** start PASSAGE TO READ **

Public Execution-A Tale of Two Centuries
Prosecution Ladies and Gentlemen of the jury, I would like to take you on a journey today, a journey to one of the darkest sides of eighteenth-century Englands past. Issues of capital punishment, let alone public execution, involve issues of justice, the character of authority, and most important, the respect for human life. Even if we were to agree upon the merits of capital punishment, the very idea of making such a gruesome act public instantly offends our ethical sensibilities. Our journey today begins in a crowded London square. The square grows increasingly crowded, more and more people squeeze together; there is an air of tension and delight, the City Square has an atmosphere unlike anything you have ever experienced. This is not a crowd gathered for some festive celebration, nor is it a gathering for some tragic communal experience: a loss of a war, the illness of a king. NO, you are now in a square in London, exactly two hundred years ago, about to witness a public execution.
It is important to note that the people of the eighteenth century were not a vastly different kind of people we are today. Like us, English citizens felt that the way a person died was important, "it was expected that good people die well, and that the good and the great would die well."(1) During the eighteenth century, a small resistance was accruing to the notions of capital punishment and public executions alike.
As my first witness, I now call the reputed English philosopher, David Hume, author of Treatise of Human Nature, to the stand.
[David Hume takes an oath and seats himself in the witness box]
Prosecution Mr. Hume, have you ever been a witness to a public execution?
Hume Yes, good sir, I have. The execution I have famously witnessed was that of our late, great King of England,Charles 1.
Prosecution How was the King Charles I executed?

** end PASSAGE TO READ **
** start DATA PROVIDED **

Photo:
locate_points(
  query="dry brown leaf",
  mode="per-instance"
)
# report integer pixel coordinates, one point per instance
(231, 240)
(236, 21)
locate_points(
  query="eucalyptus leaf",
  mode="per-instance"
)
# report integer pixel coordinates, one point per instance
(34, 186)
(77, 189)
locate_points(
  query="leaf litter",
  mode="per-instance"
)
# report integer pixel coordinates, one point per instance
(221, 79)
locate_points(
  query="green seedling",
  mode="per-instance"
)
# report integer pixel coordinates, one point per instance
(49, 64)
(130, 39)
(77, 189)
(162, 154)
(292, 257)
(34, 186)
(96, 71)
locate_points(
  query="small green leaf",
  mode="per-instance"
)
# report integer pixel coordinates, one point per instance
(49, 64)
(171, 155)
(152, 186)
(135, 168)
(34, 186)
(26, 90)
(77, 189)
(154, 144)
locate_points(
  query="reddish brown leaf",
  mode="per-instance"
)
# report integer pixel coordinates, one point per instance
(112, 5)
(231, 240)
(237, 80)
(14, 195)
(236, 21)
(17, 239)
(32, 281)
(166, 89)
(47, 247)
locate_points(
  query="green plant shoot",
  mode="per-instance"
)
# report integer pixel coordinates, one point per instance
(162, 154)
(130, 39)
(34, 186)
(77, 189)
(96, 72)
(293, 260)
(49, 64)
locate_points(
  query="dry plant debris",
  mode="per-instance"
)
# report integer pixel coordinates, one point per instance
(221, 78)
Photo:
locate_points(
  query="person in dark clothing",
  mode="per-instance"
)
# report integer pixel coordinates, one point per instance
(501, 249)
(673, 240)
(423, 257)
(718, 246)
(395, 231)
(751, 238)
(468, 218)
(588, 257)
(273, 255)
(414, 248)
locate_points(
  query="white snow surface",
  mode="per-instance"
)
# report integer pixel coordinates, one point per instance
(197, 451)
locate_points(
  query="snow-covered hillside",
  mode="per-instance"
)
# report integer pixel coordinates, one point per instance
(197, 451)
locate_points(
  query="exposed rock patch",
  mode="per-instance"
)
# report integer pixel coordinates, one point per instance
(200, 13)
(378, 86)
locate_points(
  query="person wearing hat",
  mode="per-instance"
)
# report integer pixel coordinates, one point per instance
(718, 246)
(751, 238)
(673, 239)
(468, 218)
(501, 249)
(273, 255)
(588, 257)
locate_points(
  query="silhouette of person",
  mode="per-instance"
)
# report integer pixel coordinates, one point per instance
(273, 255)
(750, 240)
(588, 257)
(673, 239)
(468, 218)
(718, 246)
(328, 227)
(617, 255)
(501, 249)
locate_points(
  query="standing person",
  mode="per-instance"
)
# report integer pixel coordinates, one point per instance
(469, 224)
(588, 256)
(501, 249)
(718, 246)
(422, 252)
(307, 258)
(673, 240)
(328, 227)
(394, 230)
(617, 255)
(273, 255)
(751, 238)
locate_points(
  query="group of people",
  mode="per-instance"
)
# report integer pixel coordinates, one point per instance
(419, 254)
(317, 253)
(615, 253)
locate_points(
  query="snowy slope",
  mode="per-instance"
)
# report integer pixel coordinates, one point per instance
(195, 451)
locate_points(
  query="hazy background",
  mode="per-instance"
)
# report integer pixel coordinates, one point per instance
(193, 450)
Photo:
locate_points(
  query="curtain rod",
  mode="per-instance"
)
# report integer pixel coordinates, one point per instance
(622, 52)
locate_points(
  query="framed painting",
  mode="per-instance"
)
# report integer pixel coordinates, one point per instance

** end DATA PROVIDED **

▶ **DIRECTIVES**
1. Answer these questions about the mock trial on public execution:
(a) In what kind of place does the prosecution say the journey begins?
(b) How long ago is the execution scene said to take place?
(c) What work is David Hume introduced as the author of?
2. Write a continuation of the mock trial on public execution, picking up after the prosecution's last question.
The entries have no role in any of this.

▶ **TASK-BY-TASK ANSWERS**
1.
(a) In a crowded London square.
(b) Exactly two hundred years ago.
(c) Treatise of Human Nature.

2.
Hume He was beheaded.
Prosecution Would up please describe to the people of this court the aftermath this particularly bloody execution had on the general population of England?
Hume Well, "it is impossible to describe the grief, indignation, and astonishment, which took place throughout the whole nation, as soon as the report of his fatal execution was conveyed to [the English people]. Women are said to have cast forth the untimely fruit of their womb: Others fell in convulsions, or sunk into such a melancholy as attended them to their grave: Nay some, unmindful of themselves, as though they could not, or would not survive their beloved prince, it is reported suddenly fell down dead."(2) I would like to add that there exists a tremendously aesthetic account of the many troubled tortures that members of our good society persevere through, as accounted in William Hogarths series of woodcuts Stages of Cruelty. As an aesthetician, these portrayals of societal drudgery are will demand anyone to seriously contemplate criminals and the justice system of England.
Prosecution At this point, I have no further questions, and I would like to introduce the entire Stages of Cruelty , commissioned in 1751, by popular English artist, William Hogarth, as the first exhibit of this part of the trial.
The Prosecution has no further questions.
Defense Oh, how the Prosecution misunderstands the work of Hogarth! Viewing a small portion of his work reveals that Hogarth was certainly a man of his times, "he believed that the lived in a period of unprecedented lawlessness and that the only possible response was a policy of maximum severity."(3) It is difficult to enter the mind of the criminal. I will not attempt to reduce this humble audience to the cold-blooded mentality of criminals. Of course, it is quite simply for the prosecution, and David Hume, to stand before us and claim the dignity of human life without recognizing the harm that these social parasites inflict upon the population as a whole. As Leon Radzinowicz points out in his massive History of English Criminal Law, "replacing capital punishment with imprisonment was often replacing a quick and relatively painless death with a slow, torturous one, given the conditions of imprisonment."(4)
We also must not forget the secondary importance of any punishment, which is to instill in the minds of others the chilling affects of crime, with some hope to deter future criminals from committing any crimes. Often we must use one criminal as an example for the benefit of the entire society at large; we must use this delicate balance of criminals rights versus societal health, functionality, and well being.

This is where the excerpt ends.